Exercise instructions => The records below are to be retyped in full, without any alteration.

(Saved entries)

====================

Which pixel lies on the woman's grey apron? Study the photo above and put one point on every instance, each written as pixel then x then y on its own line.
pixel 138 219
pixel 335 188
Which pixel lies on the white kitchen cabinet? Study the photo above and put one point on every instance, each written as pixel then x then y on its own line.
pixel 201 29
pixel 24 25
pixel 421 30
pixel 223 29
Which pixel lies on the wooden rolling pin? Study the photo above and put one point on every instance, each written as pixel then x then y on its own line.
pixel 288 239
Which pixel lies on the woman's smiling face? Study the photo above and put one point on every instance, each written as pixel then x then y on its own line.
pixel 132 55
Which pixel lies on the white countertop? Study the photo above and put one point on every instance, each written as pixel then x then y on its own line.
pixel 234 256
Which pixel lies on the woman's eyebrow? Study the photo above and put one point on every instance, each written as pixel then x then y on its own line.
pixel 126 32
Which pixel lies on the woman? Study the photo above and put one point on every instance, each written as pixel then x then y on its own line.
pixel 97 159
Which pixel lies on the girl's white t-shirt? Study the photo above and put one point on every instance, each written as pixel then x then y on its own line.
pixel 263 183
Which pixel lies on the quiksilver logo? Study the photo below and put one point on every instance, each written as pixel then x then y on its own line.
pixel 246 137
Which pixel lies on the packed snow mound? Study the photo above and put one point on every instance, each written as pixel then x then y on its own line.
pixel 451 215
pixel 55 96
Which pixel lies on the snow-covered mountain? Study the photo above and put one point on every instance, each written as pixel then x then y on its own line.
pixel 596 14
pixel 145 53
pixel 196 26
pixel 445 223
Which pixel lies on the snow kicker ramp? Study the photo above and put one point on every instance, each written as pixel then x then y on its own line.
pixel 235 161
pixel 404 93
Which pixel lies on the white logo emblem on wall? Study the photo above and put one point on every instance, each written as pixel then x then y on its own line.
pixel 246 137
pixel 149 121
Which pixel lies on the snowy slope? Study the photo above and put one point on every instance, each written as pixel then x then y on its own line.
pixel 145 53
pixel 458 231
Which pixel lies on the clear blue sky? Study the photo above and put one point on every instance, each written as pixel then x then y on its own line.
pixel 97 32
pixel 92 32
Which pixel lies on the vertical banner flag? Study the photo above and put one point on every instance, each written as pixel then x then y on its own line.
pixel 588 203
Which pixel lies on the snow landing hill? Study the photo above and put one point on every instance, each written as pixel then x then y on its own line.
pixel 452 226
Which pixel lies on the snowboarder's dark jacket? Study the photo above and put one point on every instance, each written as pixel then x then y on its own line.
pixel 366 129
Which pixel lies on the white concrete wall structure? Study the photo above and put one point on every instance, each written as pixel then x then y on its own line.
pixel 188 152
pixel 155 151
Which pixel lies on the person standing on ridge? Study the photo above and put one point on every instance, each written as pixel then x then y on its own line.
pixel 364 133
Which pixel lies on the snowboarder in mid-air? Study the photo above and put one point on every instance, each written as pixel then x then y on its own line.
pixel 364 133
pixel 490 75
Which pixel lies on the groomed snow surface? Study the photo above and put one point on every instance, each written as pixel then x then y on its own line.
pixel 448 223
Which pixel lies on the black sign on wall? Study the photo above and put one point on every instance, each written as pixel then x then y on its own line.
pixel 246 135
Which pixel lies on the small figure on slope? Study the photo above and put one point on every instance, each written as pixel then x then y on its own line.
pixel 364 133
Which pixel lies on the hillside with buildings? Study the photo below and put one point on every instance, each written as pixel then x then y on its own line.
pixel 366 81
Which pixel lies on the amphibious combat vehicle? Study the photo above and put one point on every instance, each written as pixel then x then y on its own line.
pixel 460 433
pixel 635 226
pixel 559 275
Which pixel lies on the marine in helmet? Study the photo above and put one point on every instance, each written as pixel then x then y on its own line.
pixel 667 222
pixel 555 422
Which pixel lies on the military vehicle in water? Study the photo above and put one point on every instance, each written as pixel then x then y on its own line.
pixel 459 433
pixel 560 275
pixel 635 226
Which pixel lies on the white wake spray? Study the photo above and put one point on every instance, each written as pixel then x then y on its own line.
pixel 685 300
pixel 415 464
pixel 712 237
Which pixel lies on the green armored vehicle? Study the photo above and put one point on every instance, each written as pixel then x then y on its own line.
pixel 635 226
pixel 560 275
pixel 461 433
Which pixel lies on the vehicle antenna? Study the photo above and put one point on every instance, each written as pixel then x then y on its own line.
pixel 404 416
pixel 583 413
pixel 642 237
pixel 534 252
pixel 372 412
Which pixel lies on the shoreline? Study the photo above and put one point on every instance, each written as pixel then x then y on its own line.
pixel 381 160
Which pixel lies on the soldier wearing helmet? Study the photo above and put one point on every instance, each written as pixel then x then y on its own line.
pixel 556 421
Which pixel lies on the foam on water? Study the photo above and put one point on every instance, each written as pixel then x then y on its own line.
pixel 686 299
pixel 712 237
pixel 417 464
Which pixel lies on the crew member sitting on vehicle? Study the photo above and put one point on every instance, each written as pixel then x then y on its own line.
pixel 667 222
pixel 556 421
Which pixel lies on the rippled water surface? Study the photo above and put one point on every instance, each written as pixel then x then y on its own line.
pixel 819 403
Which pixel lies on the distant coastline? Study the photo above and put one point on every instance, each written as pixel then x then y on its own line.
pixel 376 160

====================

Exercise output =>
Which pixel lies on the woman's grey apron? Study the photo above and put one point on every instance, each written as pixel then x then y on its own line.
pixel 138 219
pixel 335 188
Which pixel lies on the white kitchen cabinet? Study the photo above and put one point on every instance, each written as pixel then x then y on its own line.
pixel 201 29
pixel 24 25
pixel 421 30
pixel 223 29
Which pixel lies on the wooden rolling pin? Study the photo above and put one point on every instance, each written as pixel then x then y on its own line.
pixel 288 239
Which pixel lies on the woman's smiling face? Study the photo above and put one point on every instance, each written as pixel then x then y on its own line.
pixel 132 55
Which pixel lies on the white countertop? Study the photo above and put one point on every instance, each written as pixel then x then y on its own line.
pixel 234 256
Which pixel lies on the woman's eyebrow? Study the photo above and put one point on every instance, each written as pixel then x then y on its own line.
pixel 126 32
Which pixel lies on the woman? Study the photo above and put one point on every instance, each written as pixel then x then y on its own line.
pixel 97 159
Which pixel lies on the girl's white t-shirt? Study the photo above and put one point on every instance, each written as pixel then x then y on its own line.
pixel 263 183
Which pixel lies on the quiksilver logo? Study the photo below and put one point on every instance, each written as pixel then x then y on its own line.
pixel 246 137
Which pixel lies on the packed snow mound? Study the photo above and put one point on every instance, each written as pixel then x then y on its own line.
pixel 451 215
pixel 55 96
Which pixel lies on the snow-covered mountain? Study the photo above and put one point on every instance, each written as pixel then x then y on its own line.
pixel 596 14
pixel 145 53
pixel 196 26
pixel 445 223
Which pixel lies on the snow kicker ramp? Study the photo above and put one point on every instance, each written as pixel then x then y on its own line.
pixel 235 161
pixel 404 93
Which pixel lies on the white logo emblem on wall? Study the photo above and put one point on every instance, each written as pixel then x then y on its own line.
pixel 246 137
pixel 149 121
Which pixel lies on the snowy slope? Study the photo above and put one point on every instance, each written as pixel then x then y on its own line.
pixel 145 53
pixel 458 231
Which pixel lies on the clear blue sky? Study the photo above and put one point on every instance, each written as pixel then x then y on its own line.
pixel 97 32
pixel 92 32
Which pixel lies on the vertical banner flag? Study the photo above and put one point on every instance, each written as pixel then x then y on its own line.
pixel 588 203
Which pixel lies on the snow landing hill? Study the photo above and put one point on every instance, each written as pixel then x then y on its own line.
pixel 452 226
Which pixel lies on the snowboarder's dark jacket? Study the photo above and put one point on every instance, each written as pixel then x then y on its own line.
pixel 366 129
Which pixel lies on the white concrete wall structure? Study the photo above and put one point on every instance, each written as pixel then x then y on its own line.
pixel 188 152
pixel 155 151
Which pixel lies on the person standing on ridge? Study the photo above and put one point on every instance, each written as pixel then x then y on its own line.
pixel 364 133
Which pixel lies on the snowboarder in mid-air? Study the photo above and put one point on every instance, each written as pixel then x then y on its own line.
pixel 364 133
pixel 490 75
Which pixel lies on the groomed snow surface? Study the photo above and put one point on every instance, each written as pixel then x then y on its own line.
pixel 448 223
Which pixel lies on the black sign on wall? Study the photo above and put one point on every instance, each written as pixel then x then y on its own line.
pixel 246 135
Which pixel lies on the small figure on slope? Study the photo above and put one point on every instance, each written as pixel then x then y on its own line.
pixel 364 133
Which pixel lies on the hillside with buildings? Study the photo below and put one point on every instance, each written as pixel then x then y on its own line.
pixel 366 81
Which pixel lies on the amphibious combat vehicle? Study the photo above and put one point on every instance, each written as pixel then x then y on its own line.
pixel 460 433
pixel 635 226
pixel 559 275
Which pixel lies on the marine in helmet? Study the photo above and put one point on every instance, each written as pixel then x then y on its own line.
pixel 667 222
pixel 555 422
Which pixel lies on the military vehicle in water? Study the photo above and put one point on every instance, each written as pixel then x then y on its own line.
pixel 459 433
pixel 560 275
pixel 635 226
Which pixel lies on the white wake spray? Study the photo above and put one point on every instance, each written as pixel then x then y on its own line.
pixel 685 300
pixel 415 464
pixel 712 237
Which pixel lies on the green armored vehicle? Study the photo above and put one point on every instance, each written as pixel then x then y on its own line.
pixel 635 226
pixel 560 275
pixel 461 433
Which pixel lies on the vehicle antenna? Study the photo above and put one point on every instance, each written as pixel then x then y on its own line.
pixel 404 416
pixel 583 413
pixel 642 237
pixel 534 252
pixel 372 412
Which pixel lies on the shoreline? Study the photo above and put one point on every instance, each written as pixel then x then y on its own line.
pixel 381 160
Which pixel lies on the soldier wearing helmet? Study the photo above and put one point on every instance, each written as pixel then x then y on its own line.
pixel 556 421
Which pixel lies on the foam on water? Study the photo above and put one point on every instance, each written as pixel then x then y on its own line.
pixel 686 299
pixel 712 237
pixel 417 464
Which pixel lies on the crew member sitting on vehicle? Study the photo above and put one point on every instance, each written as pixel then x then y on its own line.
pixel 667 222
pixel 556 421
Which pixel lies on the rippled water surface? Study the photo above and put one point on every instance, each written as pixel then x then y on its own line.
pixel 819 403
Which pixel lies on the distant coastline? Study the photo above and put one point on every instance, each written as pixel then x then y on its own line.
pixel 376 160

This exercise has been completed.